Given request => Please rescale the listing from the line with "Report the position of every instance of the blue" to the line with "pixel 204 396", both included, and write out every line in that span again and nothing else. Multiply each pixel coordinate in the answers by 1.35 and round to whole numbers, rounding halves up; all other numbers stay as they are.

The input =>

-=-=-=-=-

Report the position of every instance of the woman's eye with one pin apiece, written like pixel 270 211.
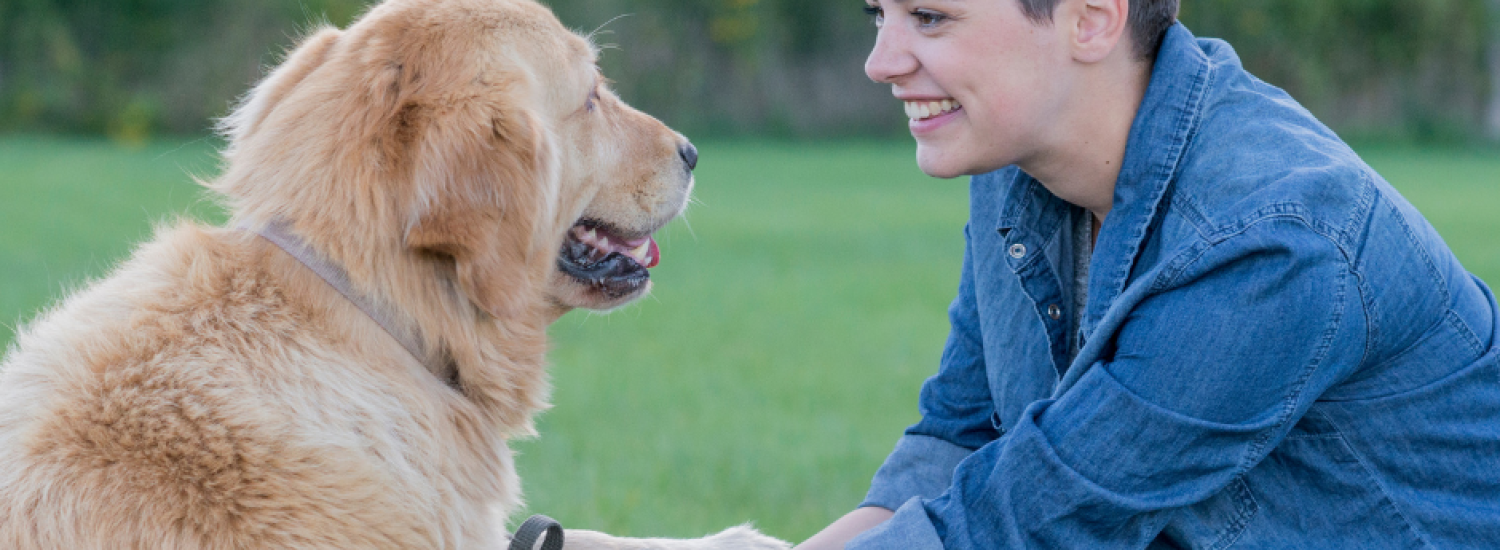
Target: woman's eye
pixel 929 18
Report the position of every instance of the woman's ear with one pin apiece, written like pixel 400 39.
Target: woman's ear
pixel 486 201
pixel 1098 29
pixel 260 101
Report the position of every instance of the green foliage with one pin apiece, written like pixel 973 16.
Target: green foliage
pixel 135 68
pixel 1358 62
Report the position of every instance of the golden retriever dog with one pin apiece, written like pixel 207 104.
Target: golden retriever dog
pixel 414 200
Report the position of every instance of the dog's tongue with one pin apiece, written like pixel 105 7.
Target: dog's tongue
pixel 624 246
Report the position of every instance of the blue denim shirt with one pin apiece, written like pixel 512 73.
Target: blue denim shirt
pixel 1278 352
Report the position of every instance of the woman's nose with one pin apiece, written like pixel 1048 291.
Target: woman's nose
pixel 890 59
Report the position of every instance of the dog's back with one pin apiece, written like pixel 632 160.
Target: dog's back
pixel 204 396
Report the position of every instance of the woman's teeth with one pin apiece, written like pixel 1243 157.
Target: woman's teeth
pixel 927 110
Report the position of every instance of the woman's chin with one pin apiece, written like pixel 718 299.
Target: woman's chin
pixel 933 162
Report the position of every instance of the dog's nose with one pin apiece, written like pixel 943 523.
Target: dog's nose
pixel 689 155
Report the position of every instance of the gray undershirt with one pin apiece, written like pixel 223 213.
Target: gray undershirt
pixel 1082 252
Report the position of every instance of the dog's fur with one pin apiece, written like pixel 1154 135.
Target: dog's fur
pixel 215 393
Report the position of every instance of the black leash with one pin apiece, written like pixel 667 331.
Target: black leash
pixel 531 531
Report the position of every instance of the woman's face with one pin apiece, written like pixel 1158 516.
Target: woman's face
pixel 980 80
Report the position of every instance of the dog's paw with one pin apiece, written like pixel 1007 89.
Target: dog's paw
pixel 744 537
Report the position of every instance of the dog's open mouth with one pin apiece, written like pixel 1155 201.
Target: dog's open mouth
pixel 608 260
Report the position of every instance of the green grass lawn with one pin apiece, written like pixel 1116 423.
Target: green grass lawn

-=-=-=-=-

Response =>
Report the position of every instance of the blue denim shirt with one pin apiece, written like pixel 512 73.
Target: blue denim shirt
pixel 1725 475
Report the position of every instance of the woman's nose with one pin apiece, written like pixel 1048 291.
Target: woman's nose
pixel 1202 80
Report the position of every instance of the dog's back with one pin apiece, written like pixel 632 160.
Target: dog's back
pixel 275 535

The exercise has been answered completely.